## What is being asked
Replace "indicate" with "mark" in the rows from their beginning through the line containing "column 53, row 359", changing nothing else. Leave the pictures out of your answer.

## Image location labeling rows
□ □ □ □ □

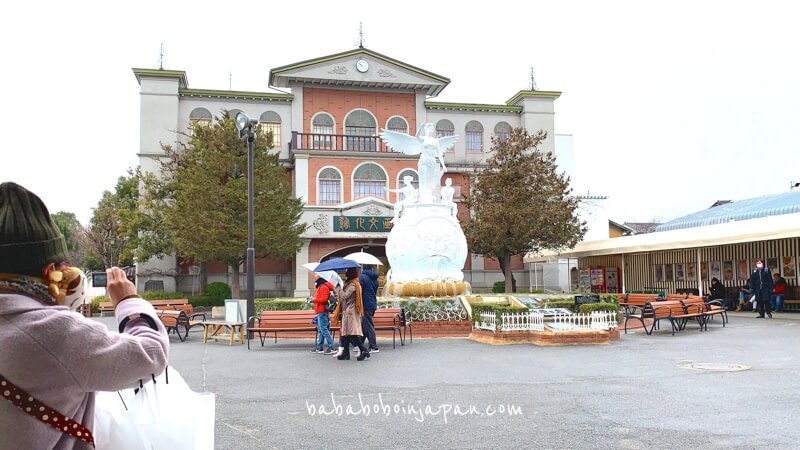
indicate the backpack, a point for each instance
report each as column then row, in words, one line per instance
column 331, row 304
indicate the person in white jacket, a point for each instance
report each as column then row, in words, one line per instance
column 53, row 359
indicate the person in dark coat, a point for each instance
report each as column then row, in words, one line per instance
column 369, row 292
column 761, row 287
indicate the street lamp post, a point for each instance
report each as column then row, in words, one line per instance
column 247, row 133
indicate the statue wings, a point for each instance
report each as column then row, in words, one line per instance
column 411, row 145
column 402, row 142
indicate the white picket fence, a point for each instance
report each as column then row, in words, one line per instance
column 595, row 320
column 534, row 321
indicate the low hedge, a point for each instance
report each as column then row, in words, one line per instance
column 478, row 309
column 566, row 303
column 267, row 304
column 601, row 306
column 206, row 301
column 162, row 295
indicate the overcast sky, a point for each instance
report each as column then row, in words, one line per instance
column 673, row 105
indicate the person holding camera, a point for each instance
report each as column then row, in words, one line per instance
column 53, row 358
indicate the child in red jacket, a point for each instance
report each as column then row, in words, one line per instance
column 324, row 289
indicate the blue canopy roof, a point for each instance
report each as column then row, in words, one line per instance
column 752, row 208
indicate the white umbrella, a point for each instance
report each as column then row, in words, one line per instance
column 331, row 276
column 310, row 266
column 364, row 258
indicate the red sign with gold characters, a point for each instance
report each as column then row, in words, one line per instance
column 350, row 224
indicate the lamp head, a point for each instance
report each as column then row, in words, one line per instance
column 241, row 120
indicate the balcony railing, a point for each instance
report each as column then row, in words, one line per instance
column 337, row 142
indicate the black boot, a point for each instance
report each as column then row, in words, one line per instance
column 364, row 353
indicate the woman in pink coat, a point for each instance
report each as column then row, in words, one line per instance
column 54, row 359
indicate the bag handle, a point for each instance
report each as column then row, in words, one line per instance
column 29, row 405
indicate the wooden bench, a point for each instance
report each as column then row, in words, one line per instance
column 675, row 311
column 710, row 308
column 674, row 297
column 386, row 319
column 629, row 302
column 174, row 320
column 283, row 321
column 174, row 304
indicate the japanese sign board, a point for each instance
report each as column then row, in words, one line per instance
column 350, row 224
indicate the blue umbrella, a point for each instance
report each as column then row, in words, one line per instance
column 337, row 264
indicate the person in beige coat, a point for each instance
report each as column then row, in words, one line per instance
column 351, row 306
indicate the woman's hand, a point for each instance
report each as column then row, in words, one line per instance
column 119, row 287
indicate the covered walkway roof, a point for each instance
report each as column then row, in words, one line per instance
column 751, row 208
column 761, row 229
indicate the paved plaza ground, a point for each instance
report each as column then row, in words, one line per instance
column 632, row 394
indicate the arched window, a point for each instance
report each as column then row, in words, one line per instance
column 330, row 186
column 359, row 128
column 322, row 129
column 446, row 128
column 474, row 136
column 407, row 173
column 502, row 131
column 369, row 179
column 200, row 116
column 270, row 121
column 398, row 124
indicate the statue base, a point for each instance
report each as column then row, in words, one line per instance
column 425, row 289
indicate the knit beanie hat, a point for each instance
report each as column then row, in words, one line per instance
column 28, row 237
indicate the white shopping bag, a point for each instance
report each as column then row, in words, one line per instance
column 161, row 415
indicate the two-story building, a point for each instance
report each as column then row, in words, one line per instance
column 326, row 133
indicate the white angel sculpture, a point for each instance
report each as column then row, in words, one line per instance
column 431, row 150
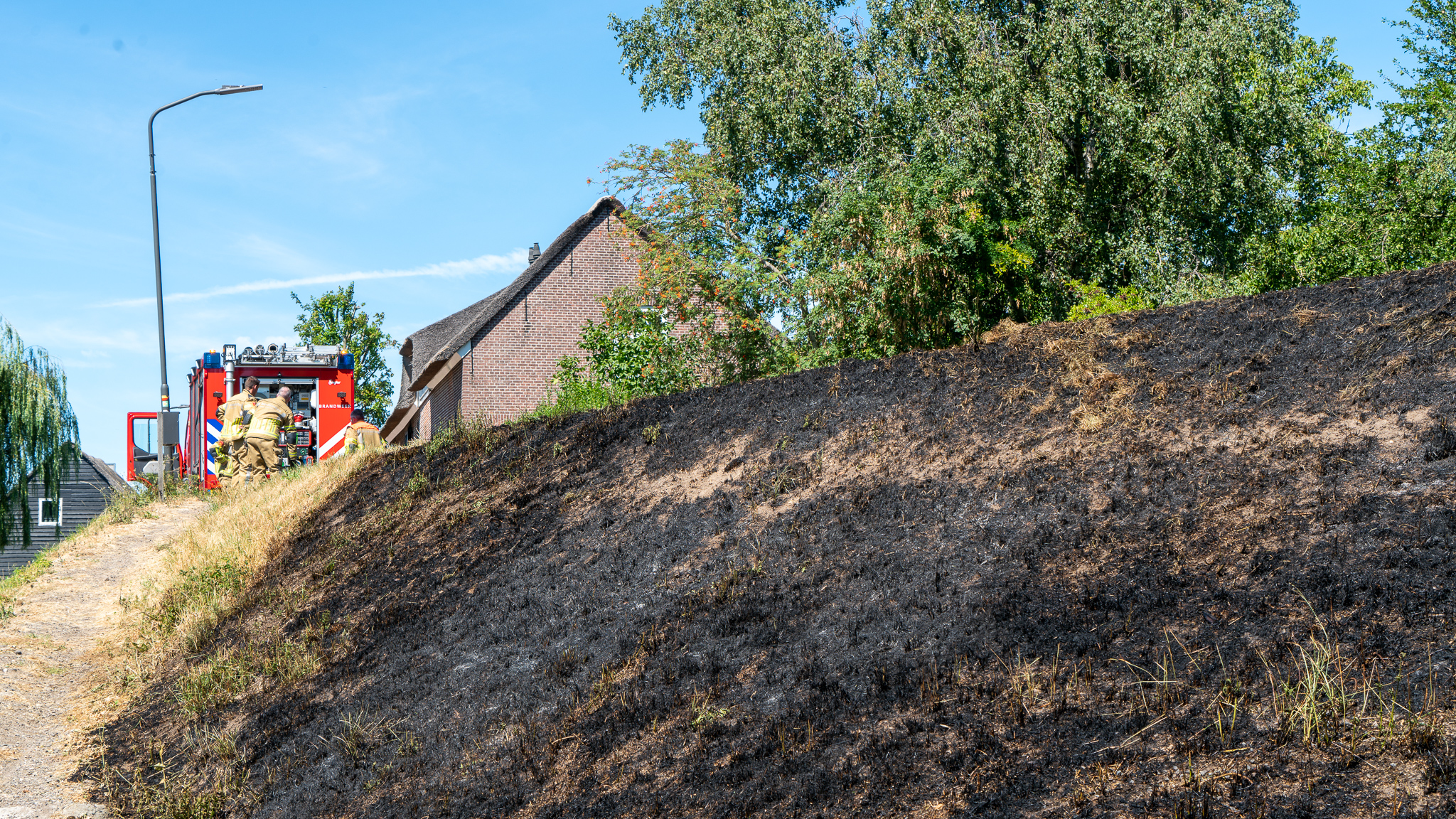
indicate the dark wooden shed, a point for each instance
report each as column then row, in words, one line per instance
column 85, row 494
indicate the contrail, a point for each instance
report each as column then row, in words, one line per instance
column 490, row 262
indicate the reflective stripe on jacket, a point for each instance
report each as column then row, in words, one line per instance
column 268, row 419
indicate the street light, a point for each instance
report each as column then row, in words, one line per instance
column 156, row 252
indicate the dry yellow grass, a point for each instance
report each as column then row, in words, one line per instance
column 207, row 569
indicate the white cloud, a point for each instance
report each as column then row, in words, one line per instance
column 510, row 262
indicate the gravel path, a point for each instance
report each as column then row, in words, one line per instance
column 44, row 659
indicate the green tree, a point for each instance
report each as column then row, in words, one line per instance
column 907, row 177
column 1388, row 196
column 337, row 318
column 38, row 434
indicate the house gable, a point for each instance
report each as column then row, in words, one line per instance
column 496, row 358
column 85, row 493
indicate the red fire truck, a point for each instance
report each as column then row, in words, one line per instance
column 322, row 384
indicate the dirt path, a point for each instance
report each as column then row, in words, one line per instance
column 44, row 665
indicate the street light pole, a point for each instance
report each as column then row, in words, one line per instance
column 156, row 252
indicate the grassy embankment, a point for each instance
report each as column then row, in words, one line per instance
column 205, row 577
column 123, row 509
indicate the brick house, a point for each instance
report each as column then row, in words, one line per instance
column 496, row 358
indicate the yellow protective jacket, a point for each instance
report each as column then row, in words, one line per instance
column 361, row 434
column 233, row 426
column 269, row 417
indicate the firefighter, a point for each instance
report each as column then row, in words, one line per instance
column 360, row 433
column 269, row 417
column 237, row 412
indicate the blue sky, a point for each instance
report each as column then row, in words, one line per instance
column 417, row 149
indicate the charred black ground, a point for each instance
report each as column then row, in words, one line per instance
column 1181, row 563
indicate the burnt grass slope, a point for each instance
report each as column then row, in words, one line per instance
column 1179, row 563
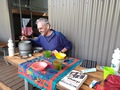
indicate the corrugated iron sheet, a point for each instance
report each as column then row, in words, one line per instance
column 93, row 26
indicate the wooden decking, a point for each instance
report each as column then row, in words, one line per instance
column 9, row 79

□ □ □ □ □

## Reply
mark the backpack, a point for each instance
report each as column then row, in words, one line per instance
column 331, row 304
mark the person in white jacket, a point for each instance
report each as column then row, in words, one line per instance
column 53, row 359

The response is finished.